*Exercises*.
1. Write out the part of the SIP call setup passage between "[0012] FIG. 1" and "two server arrangement.", inclusive.
2. Continue the passage on SIP call setup from the point where it stops.

*Quoted passage*.
BRIEF DESCRIPTION OF THE DRAWINGS

[0012] FIG. 1 is a schematic representation of a call setup architecture for use with embodiments of the present invention;

[0013] FIG. 2 is a schematic representation of a dialog between two users across a network; and

[0014] FIG. 3 is a schematic representation of dynamic and static state maintenance for a two server arrangement.

DETAILED DESCRIPTION

[0015] Session Initiation Protocol (SIP) is a control plane protocol used in connection setup and teardown for a variety of applications including Voice over Internet Protocol (VoIP) communications, Instant Messaging Services (IMS), Presence and the Third Generation Partnership Project (3GPP). A description of Presence is found in J. Rosenberg, A Presence Event Package for the Session Initiation Protocol (SIP), RFC 3856, August 2004, and a description of 3GPP is found in The 3rd Generation Partnership Project (3GPP), http://www.3gpp.org. A description of IM is found in Gonzalo Camarillo and Miquel-Angel Garcia-Martin, The 3G IP Multimedia Subsystem (IMS): Merging the Internet and the Cellular Worlds, John Wiley & Sons, ISBN 0-470-01818-6 (2006). For a given pair of users to communicate using SIP, each member of the pair needs to know the other member's SIP Universal Resource Indicator (URI). Each URI identifies the user and can be associated with one or more end points within a given system. SIP uses an application overlay containing proxy servers and location services to locate end points.

[0016] Referring initially to FIG. 1, an exemplary embodiment of a VoIP communication 100 is illustrated. When a first user Hal 102, identified by SIP URI sip:HAL domain1.com, calls a second user Bob 104, sip:bob@cc.domain2.com, the call request message is sent to the proxy server responsible for domain1.com, proxy P1 106. This first proxy P1 determines how to route the call to a second proxy server 108, P2, that is responsible for domain2.com, which is Bob's domain. The call request message is routed to P2 across one or more networks 110. Possible networks include local area networks and wide area networks including the Internet. The second proxy server, P2, 108 is responsible for the top level of domain2.com. Upon receipt of the call request message, P2 identifies an appropriate sublevel domain that houses the call recipient. As illustrated, bob@cc.domain2.com is located in cc.domain2.com, and the call request is routed to a third proxy server 112, P3, that is responsible for this sub level domain. The third proxy server, P3, contacts a database 112, which as illustrated is referred to as a location service, to determine the current internet protocol (IP) address of the phone associated with bob@cc.domain2.com. The third proxy server routes the call setup request to the associated phone, i.e. user agent U2. Having identified and established the call end points, media is routed directly between these two endpoints and does not need to traverse and be processed by the proxy servers.

[0017] As illustrated in this exemplary call setup, SIP servers can be organized into a hierarchy containing servers disposed in series or in parallel. Therefore, within a single domain a request may traverse through multiple servers. Exemplary systems and methods in accordance with the present invention utilize this existence of multiple servers within a single domain over which state can be distributed to maximize the volume of calls routed through the domain.

Pointing and labeling entries:
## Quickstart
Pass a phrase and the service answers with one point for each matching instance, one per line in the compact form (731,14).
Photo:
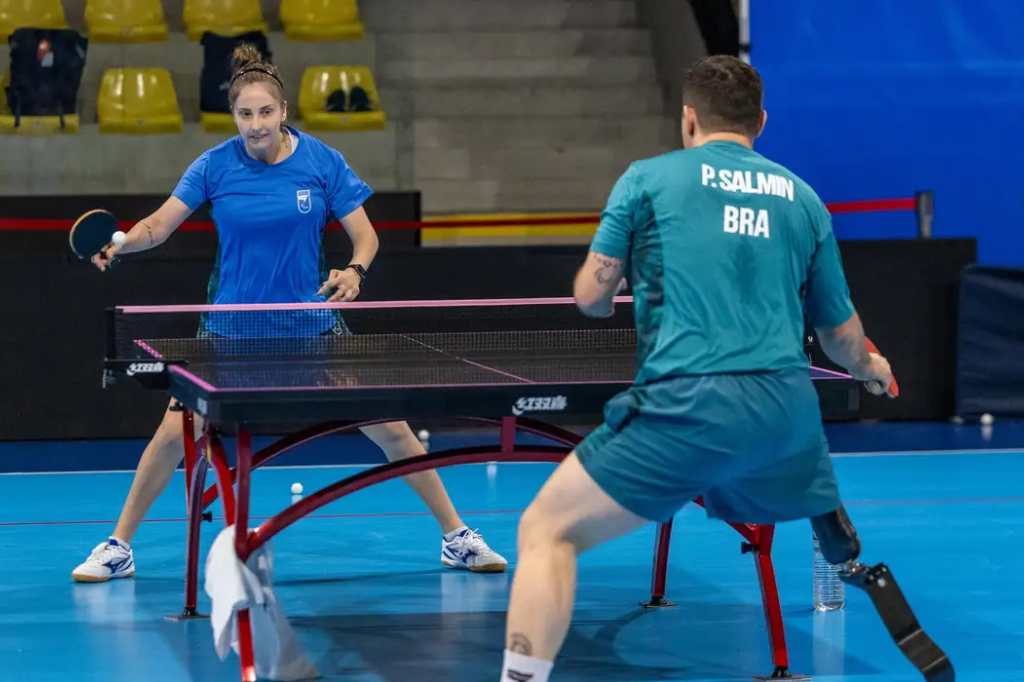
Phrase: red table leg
(761,548)
(196,468)
(660,567)
(243,475)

*Results in order*.
1.
[0012] FIG. 1 is a schematic representation of a call setup architecture for use with embodiments of the present invention;

[0013] FIG. 2 is a schematic representation of a dialog between two users across a network; and

[0014] FIG. 3 is a schematic representation of dynamic and static state maintenance for a two server arrangement.

2.
[0018] Referring to FIG. 2, an exemplary embodiment of the messages that are exchanged for call setup and call teardown 200 are illustrated. The intermediate hop-by-hop proxy and the location server illustrated with respect to FIG. 1 have been eliminated, for purposes of simplicity. The entire call, which is also referred to as a dialog 210, is constructed from a series of transactions. A given transaction contains a plurality of message. As illustrated, these messages include all messages starting from an initial request through to an associated final response. The dialog 210 includes all transactions that are part of the entire call or dialog. As illustrated, the dialog 210 includes the call setup transaction 202 and the call tear-down transaction 204. The call setup transaction starts with the INVITE message 206 and includes all intermediate messages exchanged until the 200 OK 208 final response. The intermediate messages are provisional responses and are used to indicate progress during the transaction.

[0019] A server that maintains state for the duration of a transaction is referred to as a transaction stateful server. The first proxy server 106 (P1) and the third proxy server 112 (P3) are both transaction stateful servers. If a given server maintains state for the length of the entire dialog, that server is dialog stateful. Only the first server P1 is dialog stateful. Therefore, the BYE message 212 and the final 200 OK message 214 will continue to traverse through the first server P1.

[0020] By virtue of maintaining state, transaction stateful servers absorb retransmissions, handle forking requests, redirect requests and registrations. Dialog stateful servers are used when state needs to tie down the INVITE transaction to subsequent transactions within the dialog such as a subsequent REINVITE or BYE transaction. An example of the utility of dialog stateful servers is call billing.

[0021] Stateless servers maintain no state. One advantage of stateless servers is the ability to process requests very quickly. Most widely used proxy servers can be either stateless or stateful and are statically configured to operate in one of these two modes. The static mode of state configuration, however, is suboptimal. Systems and methods in accordance with the present invention utilize dynamic state maintenance across a plurality of servers within a system to increase call throughput.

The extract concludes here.